_INFORMATION SUPPLIED_:
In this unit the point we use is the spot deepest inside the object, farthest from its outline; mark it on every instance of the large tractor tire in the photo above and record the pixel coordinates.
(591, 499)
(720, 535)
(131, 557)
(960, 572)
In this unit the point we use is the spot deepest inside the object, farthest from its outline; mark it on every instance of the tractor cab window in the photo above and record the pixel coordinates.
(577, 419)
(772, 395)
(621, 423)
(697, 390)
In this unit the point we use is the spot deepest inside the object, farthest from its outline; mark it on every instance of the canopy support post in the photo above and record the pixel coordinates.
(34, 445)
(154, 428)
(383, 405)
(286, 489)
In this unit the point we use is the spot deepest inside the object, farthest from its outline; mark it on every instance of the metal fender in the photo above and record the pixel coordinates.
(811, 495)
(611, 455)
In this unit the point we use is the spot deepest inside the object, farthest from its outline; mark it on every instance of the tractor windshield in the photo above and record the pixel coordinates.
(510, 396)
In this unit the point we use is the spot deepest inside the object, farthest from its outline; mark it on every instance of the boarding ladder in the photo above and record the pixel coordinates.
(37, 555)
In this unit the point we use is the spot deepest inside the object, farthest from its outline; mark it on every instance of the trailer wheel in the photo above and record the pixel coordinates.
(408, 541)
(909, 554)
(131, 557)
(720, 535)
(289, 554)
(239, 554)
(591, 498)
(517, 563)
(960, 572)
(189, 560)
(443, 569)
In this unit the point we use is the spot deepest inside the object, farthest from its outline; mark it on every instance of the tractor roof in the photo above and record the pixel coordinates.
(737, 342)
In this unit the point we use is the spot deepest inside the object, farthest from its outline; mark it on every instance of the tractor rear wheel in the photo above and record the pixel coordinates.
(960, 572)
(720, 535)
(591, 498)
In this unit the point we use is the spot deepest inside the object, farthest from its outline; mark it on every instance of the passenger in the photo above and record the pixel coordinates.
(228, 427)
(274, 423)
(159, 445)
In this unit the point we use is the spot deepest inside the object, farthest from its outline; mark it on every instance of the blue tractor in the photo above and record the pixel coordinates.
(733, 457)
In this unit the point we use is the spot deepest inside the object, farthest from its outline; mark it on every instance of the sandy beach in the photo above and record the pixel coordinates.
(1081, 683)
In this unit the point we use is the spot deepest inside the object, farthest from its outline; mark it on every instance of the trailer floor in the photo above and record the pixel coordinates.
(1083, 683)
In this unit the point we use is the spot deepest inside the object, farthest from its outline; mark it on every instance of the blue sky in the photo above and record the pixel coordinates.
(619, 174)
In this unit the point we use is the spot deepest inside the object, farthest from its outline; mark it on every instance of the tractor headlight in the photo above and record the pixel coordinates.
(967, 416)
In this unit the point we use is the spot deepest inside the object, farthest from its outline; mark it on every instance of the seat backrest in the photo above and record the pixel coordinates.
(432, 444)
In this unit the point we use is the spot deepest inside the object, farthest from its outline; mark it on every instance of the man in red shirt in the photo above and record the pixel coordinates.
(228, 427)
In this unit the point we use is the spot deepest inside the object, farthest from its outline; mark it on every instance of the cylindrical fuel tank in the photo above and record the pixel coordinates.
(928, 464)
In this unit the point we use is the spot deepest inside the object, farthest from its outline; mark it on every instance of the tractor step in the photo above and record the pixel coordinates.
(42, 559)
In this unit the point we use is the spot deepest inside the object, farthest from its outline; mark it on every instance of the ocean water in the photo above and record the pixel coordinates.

_EXERCISE INSTRUCTIONS_: In the records above, find the line containing "in red shirt"; please retype it and every line after it through the last line, exactly and with nothing else.

_SOLUTION TO THE PROBLEM_:
In this unit the point we use is the spot deepest inside the object, farthest from its outline; mark it on every instance of the man in red shirt in the photo above and record the pixel coordinates.
(228, 427)
In this unit the point we use is the spot deepest inside the object, farthest from its outline; mark it on every instance of the cylindrical fuel tank in the photo above and record the pixel coordinates.
(928, 464)
In this unit the point we use is the spot deepest inside the object, farthest from its outline; mark it on every instance of the tractor step in the photo above and record the pixel coordinates.
(42, 559)
In this unit the point we use is the spot deepest inside the object, farthest from its outline; mark it on every instance of the ocean water in the photo above and record the pixel coordinates.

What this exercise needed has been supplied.